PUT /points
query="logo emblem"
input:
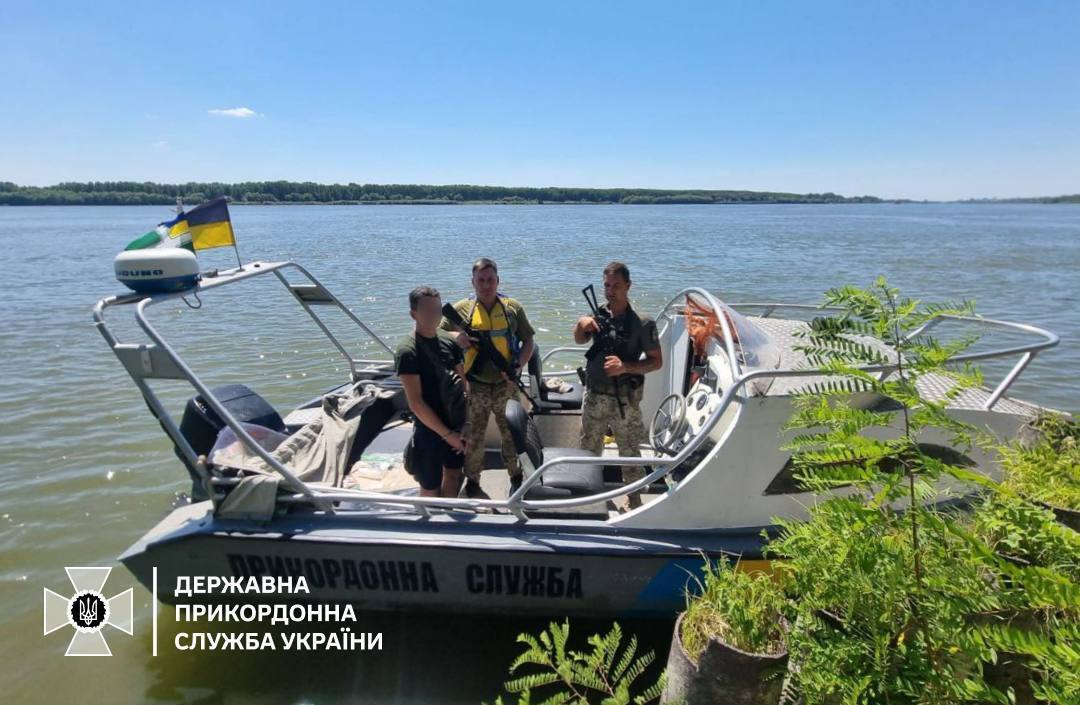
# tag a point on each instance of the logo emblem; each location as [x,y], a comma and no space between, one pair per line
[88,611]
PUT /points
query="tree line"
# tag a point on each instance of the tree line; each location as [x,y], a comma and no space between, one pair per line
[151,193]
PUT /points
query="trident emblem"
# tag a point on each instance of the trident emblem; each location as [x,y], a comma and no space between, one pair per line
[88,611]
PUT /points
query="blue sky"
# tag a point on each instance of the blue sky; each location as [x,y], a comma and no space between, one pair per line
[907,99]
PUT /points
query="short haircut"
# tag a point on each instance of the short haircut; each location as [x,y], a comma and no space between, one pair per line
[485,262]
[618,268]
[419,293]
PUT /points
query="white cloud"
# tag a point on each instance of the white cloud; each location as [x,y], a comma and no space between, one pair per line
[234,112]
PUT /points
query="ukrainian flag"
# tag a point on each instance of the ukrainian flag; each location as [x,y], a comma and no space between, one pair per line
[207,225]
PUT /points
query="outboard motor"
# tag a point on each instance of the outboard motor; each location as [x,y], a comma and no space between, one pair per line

★ ★ ★ ★ ★ ★ ★

◆ WHAT NEEDS TO BE DONE
Rewrite the full listing above line by line, multiplying every numeric x,y coordinate in the answers by 2.25 and rounding each result to a whole number with halves rounded up. Leave the picture out.

◆ RESPONSE BELOW
PUT /points
query="logo emblem"
input:
# tag a point on each instance of the logo emblem; each location as [x,y], a comma and no space between, one pair per line
[198,1375]
PUT /points
query="tree line"
# tag a point on each instance of the tree line; each location as [x,y], a comma and no space between, one pair per line
[340,434]
PUT /points
query="trident emblem"
# tag a point on each instance of the trident emblem; each location as [x,y], a comma and no space between, one pair per line
[198,1375]
PUT /points
query="blue sky"
# tag a point on each instance of the blue sky; each location as [x,y], a comma and no space between, one pair per line
[2041,223]
PUT /points
query="short haircut"
# tag a point on each instance of the short haircut; each location as [x,y], a comma and no space between, one pair per line
[1091,590]
[1391,603]
[943,659]
PUT /points
query="white cloud"
# tag a point on each instance of the white cloud; each location as [x,y], a comma and no space between, one pair per line
[527,252]
PUT /points
query="ukrainian flag"
# tag a point on each instance of the ukrainian flag; each location as [x,y], a comma and no space between, one pair per line
[466,506]
PUT /points
query="outboard motor"
# tag a point on each instance of the outboard motor; each location as [x,y], a comma and no space between, one pair per line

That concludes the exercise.